Data records
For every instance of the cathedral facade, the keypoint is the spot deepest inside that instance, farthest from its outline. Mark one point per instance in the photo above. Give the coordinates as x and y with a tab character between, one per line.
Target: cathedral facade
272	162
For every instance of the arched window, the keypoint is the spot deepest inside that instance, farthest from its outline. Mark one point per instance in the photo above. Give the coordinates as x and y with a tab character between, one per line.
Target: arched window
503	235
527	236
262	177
==
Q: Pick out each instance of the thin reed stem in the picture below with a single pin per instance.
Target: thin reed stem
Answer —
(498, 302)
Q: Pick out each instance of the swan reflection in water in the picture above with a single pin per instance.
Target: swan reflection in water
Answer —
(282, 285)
==
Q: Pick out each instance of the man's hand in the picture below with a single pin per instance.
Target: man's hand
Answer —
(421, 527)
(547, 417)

Task to complete: Wherever "Mark" appears in a line of the entries, copy that line.

Response:
For every instance of the cathedral facade, the keypoint is the spot deepest inside that instance, farthest from its outline. Mark one point per instance in the photo above. Give the coordinates as x and y with a tab character between, one per line.
For every instance of the arched window, the keypoint is the spot deepest inside that instance, farthest from its outline. Mark one point per instance in the photo above. Give the coordinates as x and y with a tab character between, one per line.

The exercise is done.